##### Material supplied #####

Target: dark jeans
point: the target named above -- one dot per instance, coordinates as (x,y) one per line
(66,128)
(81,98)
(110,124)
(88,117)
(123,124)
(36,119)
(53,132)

#####

> **Set problem**: Reproduce all of the material above line for line, changing nothing.

> **Full response**:
Target: dark jeans
point: the target named above -- one dot per instance, coordinates as (x,y) one per line
(66,128)
(81,98)
(110,124)
(88,117)
(123,124)
(36,119)
(53,132)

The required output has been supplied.